## [Assigned task]
The data must be returned in full, with no character altered.

[Start of section]

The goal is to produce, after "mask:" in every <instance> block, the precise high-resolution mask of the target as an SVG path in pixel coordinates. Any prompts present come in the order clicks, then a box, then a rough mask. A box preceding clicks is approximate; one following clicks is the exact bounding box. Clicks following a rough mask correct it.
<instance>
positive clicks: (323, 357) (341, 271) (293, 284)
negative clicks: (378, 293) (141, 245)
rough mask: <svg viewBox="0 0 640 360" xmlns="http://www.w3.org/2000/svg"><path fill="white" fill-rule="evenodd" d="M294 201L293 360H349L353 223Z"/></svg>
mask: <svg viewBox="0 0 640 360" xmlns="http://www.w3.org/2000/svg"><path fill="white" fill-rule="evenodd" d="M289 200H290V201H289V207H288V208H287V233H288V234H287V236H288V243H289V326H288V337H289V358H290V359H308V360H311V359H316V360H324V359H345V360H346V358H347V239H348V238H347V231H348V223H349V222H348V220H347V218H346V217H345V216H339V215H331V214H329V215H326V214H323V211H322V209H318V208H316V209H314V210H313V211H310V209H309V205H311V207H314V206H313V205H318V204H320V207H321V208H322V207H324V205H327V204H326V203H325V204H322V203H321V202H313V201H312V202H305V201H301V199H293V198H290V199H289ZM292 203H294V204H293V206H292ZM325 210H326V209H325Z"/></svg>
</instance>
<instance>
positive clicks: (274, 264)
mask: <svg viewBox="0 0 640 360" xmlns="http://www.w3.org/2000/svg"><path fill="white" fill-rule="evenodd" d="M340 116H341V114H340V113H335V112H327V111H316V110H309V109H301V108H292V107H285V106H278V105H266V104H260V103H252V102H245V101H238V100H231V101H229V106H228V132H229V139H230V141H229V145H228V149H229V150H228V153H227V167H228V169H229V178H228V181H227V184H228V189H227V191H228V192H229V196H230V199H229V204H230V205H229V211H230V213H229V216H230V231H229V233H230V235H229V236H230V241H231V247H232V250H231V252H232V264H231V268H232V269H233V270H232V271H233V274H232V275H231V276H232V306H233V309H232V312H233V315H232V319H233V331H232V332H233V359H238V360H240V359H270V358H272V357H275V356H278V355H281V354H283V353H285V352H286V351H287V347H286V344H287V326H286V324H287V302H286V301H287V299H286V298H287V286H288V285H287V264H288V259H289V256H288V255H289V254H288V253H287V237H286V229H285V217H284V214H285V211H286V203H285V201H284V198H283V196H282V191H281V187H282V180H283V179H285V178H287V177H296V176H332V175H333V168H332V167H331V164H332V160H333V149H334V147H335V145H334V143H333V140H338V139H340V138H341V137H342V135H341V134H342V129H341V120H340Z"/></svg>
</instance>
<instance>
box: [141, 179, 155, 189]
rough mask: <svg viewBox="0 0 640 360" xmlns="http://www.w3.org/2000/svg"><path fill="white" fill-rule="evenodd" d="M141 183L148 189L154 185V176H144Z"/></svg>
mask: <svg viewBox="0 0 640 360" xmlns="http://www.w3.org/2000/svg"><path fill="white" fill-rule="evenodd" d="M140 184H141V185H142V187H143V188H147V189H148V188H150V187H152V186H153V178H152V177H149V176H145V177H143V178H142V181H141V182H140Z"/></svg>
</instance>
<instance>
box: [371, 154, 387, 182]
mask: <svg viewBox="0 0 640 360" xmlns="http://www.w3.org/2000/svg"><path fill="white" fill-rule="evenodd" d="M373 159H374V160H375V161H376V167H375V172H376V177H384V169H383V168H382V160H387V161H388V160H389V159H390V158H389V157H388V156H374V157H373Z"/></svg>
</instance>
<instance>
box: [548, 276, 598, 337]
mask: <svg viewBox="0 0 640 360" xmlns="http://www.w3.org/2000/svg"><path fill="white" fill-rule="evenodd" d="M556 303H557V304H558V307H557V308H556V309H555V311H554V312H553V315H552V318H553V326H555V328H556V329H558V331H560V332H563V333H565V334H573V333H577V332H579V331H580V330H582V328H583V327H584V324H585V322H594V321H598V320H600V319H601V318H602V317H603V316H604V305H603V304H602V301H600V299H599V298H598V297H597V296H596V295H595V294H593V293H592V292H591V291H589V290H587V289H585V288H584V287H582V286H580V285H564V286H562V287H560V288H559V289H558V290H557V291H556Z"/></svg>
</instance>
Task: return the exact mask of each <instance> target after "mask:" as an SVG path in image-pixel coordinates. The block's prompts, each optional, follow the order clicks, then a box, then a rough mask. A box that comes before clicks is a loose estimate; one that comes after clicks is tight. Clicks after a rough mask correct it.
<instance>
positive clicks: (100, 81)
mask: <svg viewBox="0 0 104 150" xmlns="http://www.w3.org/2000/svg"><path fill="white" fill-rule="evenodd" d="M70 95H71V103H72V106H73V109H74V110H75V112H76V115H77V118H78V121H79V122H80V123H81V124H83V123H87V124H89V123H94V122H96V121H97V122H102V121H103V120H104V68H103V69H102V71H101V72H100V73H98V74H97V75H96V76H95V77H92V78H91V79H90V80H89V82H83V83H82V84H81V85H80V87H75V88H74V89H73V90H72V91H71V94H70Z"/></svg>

[End of section]

## [Exercise response]
The goal is to produce, after "mask:" in every <instance> block, the precise high-resolution mask of the target as an SVG path in pixel coordinates. Any prompts present come in the order clicks, then a box, then a rough mask. A box preceding clicks is approximate; one following clicks is the exact bounding box. Clicks following a rough mask correct it.
<instance>
positive clicks: (323, 357) (341, 271) (293, 284)
negative clicks: (378, 293) (141, 245)
rough mask: <svg viewBox="0 0 640 360" xmlns="http://www.w3.org/2000/svg"><path fill="white" fill-rule="evenodd" d="M294 201L293 360H349L353 223Z"/></svg>
mask: <svg viewBox="0 0 640 360" xmlns="http://www.w3.org/2000/svg"><path fill="white" fill-rule="evenodd" d="M289 200H290V201H289V207H288V208H287V233H288V234H287V236H288V243H289V326H288V337H289V358H290V359H308V360H311V359H316V360H324V359H345V360H346V358H347V239H348V238H347V231H348V223H349V222H348V220H347V218H346V217H345V216H339V215H331V214H329V215H326V214H323V211H322V209H318V208H316V209H314V210H313V211H310V209H309V205H311V207H314V206H313V205H318V204H320V207H321V208H322V207H324V205H327V204H326V203H325V204H322V203H321V202H313V201H312V202H305V201H301V199H293V198H290V199H289ZM292 203H294V204H293V206H292ZM325 210H326V209H325Z"/></svg>
</instance>
<instance>
positive clicks: (274, 264)
mask: <svg viewBox="0 0 640 360" xmlns="http://www.w3.org/2000/svg"><path fill="white" fill-rule="evenodd" d="M340 116H341V114H340V113H335V112H327V111H316V110H309V109H301V108H292V107H285V106H278V105H266V104H260V103H252V102H245V101H238V100H231V101H229V106H228V132H229V139H230V141H229V145H228V149H229V150H228V153H227V167H228V169H229V178H228V181H227V184H228V189H227V191H228V192H229V196H230V199H229V204H230V205H229V211H230V213H229V216H230V231H229V233H230V235H229V236H230V241H231V247H232V250H231V252H232V264H231V268H232V269H233V270H232V271H233V274H232V275H231V276H232V306H233V309H232V312H233V315H232V319H233V331H232V332H233V359H238V360H240V359H270V358H272V357H275V356H278V355H281V354H283V353H285V352H286V351H287V347H286V344H287V326H286V324H287V302H286V301H287V299H286V298H287V286H288V285H287V264H288V259H289V256H288V255H289V254H288V253H287V237H286V229H285V217H284V214H285V211H286V203H285V201H284V198H283V196H282V191H281V187H282V180H283V179H285V178H287V177H296V176H332V175H333V168H332V167H331V164H332V160H333V149H334V147H335V145H334V143H333V140H338V139H340V138H341V137H342V135H341V134H342V129H341V120H340Z"/></svg>
</instance>
<instance>
box: [141, 179, 155, 189]
rough mask: <svg viewBox="0 0 640 360" xmlns="http://www.w3.org/2000/svg"><path fill="white" fill-rule="evenodd" d="M141 183L148 189L154 185V176H144Z"/></svg>
mask: <svg viewBox="0 0 640 360" xmlns="http://www.w3.org/2000/svg"><path fill="white" fill-rule="evenodd" d="M140 184H141V185H142V187H143V188H147V189H148V188H150V187H152V186H153V178H152V177H149V176H145V177H143V178H142V181H141V182H140Z"/></svg>
</instance>
<instance>
box: [371, 154, 387, 182]
mask: <svg viewBox="0 0 640 360" xmlns="http://www.w3.org/2000/svg"><path fill="white" fill-rule="evenodd" d="M373 159H374V160H375V161H376V167H375V172H376V177H384V169H383V168H382V160H387V161H388V160H389V159H390V158H389V157H388V156H374V157H373Z"/></svg>
</instance>
<instance>
box: [548, 276, 598, 337]
mask: <svg viewBox="0 0 640 360" xmlns="http://www.w3.org/2000/svg"><path fill="white" fill-rule="evenodd" d="M556 303H557V304H558V307H557V308H556V309H555V311H554V312H553V315H552V318H553V326H555V328H556V329H558V331H560V332H563V333H565V334H573V333H577V332H579V331H580V330H582V328H583V327H584V324H585V322H594V321H598V320H600V319H601V318H602V317H603V316H604V305H603V304H602V301H600V299H599V298H598V297H597V296H596V295H595V294H593V293H592V292H591V291H589V290H587V289H585V288H584V287H582V286H580V285H564V286H562V287H560V288H559V289H558V290H557V291H556Z"/></svg>
</instance>
Task: return the exact mask of each <instance> target after "mask:" as an SVG path in image-pixel coordinates. The block's prompts, each optional, follow the order clicks, then a box, then a rough mask. A box that comes before clicks is a loose estimate; one that comes after clicks is tight. Clicks after a rough mask correct it.
<instance>
positive clicks: (100, 81)
mask: <svg viewBox="0 0 104 150" xmlns="http://www.w3.org/2000/svg"><path fill="white" fill-rule="evenodd" d="M70 95H71V103H72V106H73V109H74V110H75V112H76V115H77V118H78V121H79V122H80V123H81V124H83V123H87V124H89V123H94V122H96V121H97V122H102V121H103V120H104V68H103V69H102V71H101V72H100V73H98V74H97V75H96V76H95V77H92V78H91V79H90V80H89V82H83V83H82V84H81V85H80V87H75V88H74V89H73V90H72V91H71V94H70Z"/></svg>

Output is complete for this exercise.